=== Consignes ===
**1.** Recopiez le texte sur Ariel Sharon entre « Ariel Sharon ou » et « en tous genres. », bornes incluses.
**2.** Rédigez la suite du texte sur Ariel Sharon à partir de sa dernière phrase, s'il vous plaît.

=== Texte fourni ===
By 9 janvier 2014Etz Be Tzion

Ariel Sharon ou l’aventure israélienne

 janvier 7th, 2014  Aschkel
Ariel Sharon

L’ancien Premier ministre israélien n’aura laissé personne indifférent et aucun homme politique israélien n’aura suscité autant de sentiments contradictoires, à la limite de l’irrationnel, tant dans son pays qu’à l’étranger.

Par Shraga Blum

Plus que tout autre personnalité israélienne, Ariel Sharon aura symbolisé la victoire de la révolution sioniste et le passage du juif de diaspora, soumis au bon vouloir de ses pays d’accueil au juif debout, redevenu paysan et soldat sur sa terre, et tenant tête aux armées ennemies autant qu’aux donneurs de conseils en tous genres.

=== Entrées d'un jeu de données ===
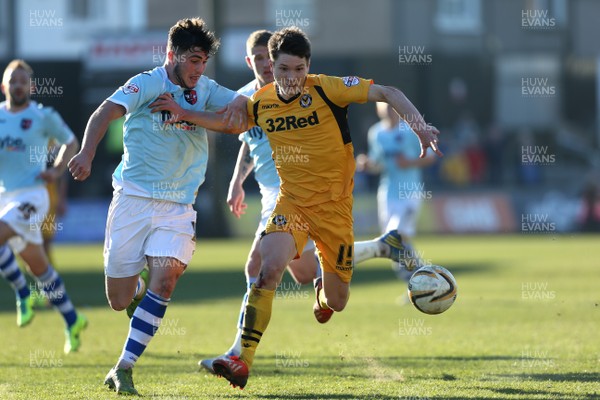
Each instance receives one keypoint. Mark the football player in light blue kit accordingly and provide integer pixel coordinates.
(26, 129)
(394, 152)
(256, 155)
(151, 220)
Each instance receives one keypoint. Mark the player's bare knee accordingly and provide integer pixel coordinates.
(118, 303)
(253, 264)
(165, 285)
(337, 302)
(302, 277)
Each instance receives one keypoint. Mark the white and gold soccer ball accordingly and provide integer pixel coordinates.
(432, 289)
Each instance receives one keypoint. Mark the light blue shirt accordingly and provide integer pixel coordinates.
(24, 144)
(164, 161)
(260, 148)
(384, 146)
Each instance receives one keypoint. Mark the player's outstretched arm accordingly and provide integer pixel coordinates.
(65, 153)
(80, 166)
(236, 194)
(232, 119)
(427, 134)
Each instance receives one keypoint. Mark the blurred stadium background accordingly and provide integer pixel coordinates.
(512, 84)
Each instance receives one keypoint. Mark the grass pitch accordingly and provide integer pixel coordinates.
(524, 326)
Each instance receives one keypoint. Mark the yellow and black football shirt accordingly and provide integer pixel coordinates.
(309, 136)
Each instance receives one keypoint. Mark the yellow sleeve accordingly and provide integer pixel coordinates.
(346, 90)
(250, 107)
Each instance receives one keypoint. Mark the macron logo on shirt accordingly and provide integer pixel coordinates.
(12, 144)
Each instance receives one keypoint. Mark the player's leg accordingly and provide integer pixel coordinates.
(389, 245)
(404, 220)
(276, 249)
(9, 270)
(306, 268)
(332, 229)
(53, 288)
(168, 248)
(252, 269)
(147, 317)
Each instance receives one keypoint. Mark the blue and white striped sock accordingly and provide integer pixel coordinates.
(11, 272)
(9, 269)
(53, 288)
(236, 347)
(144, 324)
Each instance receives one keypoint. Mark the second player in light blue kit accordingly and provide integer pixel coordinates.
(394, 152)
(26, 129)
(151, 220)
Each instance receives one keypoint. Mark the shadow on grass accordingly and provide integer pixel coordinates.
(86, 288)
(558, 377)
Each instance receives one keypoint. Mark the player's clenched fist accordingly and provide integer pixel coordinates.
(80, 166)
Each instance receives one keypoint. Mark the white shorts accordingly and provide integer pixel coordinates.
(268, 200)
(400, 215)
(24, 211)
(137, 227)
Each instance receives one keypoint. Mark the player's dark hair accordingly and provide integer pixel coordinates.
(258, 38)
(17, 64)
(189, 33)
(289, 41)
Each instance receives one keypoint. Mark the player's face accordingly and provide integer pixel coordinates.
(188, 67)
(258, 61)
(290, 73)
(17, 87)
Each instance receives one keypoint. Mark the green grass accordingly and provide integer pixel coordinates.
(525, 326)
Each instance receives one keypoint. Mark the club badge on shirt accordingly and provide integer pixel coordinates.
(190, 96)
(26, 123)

=== Réponses ===
**1.**
Ariel Sharon ou l’aventure israélienne

 janvier 7th, 2014  Aschkel
Ariel Sharon

L’ancien Premier ministre israélien n’aura laissé personne indifférent et aucun homme politique israélien n’aura suscité autant de sentiments contradictoires, à la limite de l’irrationnel, tant dans son pays qu’à l’étranger.

Par Shraga Blum

Plus que tout autre personnalité israélienne, Ariel Sharon aura symbolisé la victoire de la révolution sioniste et le passage du juif de diaspora, soumis au bon vouloir de ses pays d’accueil au juif debout, redevenu paysan et soldat sur sa terre, et tenant tête aux armées ennemies autant qu’aux donneurs de conseils en tous genres.

**2.**
L’Histoire de ce héros militaire se confond avec celle de l’Etat d’Israël, avec ses moments de gloire comme ses périodes de doute. Il serait trop long de faire la biographie de l’ancien Premier ministre, mais il convient de prime abord de lui rendre justice sur la manière ignoble dont il a été perçu à l’étranger et l’image caricaturale dont il a été victime. L’Histoire aime les raccourcis et les résumés, et ceux qui ont écrit l’Histoire du conflit du Proche-Orient dans les années 1980 ont précipité Sharon dans la mémoire collective comme étant un criminel sanguinaire, le « boucher de Sabra et Chatila ». Or ceux qui auront l’honnêteté de prendre un peu de recul et se pencher sur les faits exacts se rendront soudain compte que cet homme a été injustement accusé de l’assassinat d’Arabes palestiniens par des Phalanges chrétiennes aidées d’autres nervis musulmans. Tout comme la « mort » de Mohamed Al-Dura, le massacre de Sabra et Chatila est entré dans le martyrologue palestinien comme l’une des preuves de la « barbarie israélienne » dont Sharon aurait été l’acteur principal.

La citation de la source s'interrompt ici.